* What is required:
Give exactly the lines from the one with "16 53 L 47 73" through the final line of the listing below, both included, leaving out any pictures.
——
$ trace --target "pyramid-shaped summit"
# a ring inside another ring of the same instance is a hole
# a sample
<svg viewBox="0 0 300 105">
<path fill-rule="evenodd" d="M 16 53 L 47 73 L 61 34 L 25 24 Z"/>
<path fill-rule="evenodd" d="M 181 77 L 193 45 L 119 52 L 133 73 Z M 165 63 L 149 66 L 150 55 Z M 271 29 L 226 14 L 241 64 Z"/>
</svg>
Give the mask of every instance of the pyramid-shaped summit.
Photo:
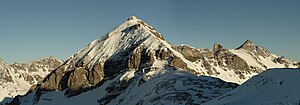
——
* Response box:
<path fill-rule="evenodd" d="M 16 53 L 47 73 L 61 34 L 25 24 Z"/>
<path fill-rule="evenodd" d="M 181 77 L 193 45 L 119 52 L 133 73 Z M 165 63 L 149 66 L 150 55 Z M 271 29 L 226 14 L 241 64 Z"/>
</svg>
Give the mask of every instance of the pyramid-shaped summit.
Photo:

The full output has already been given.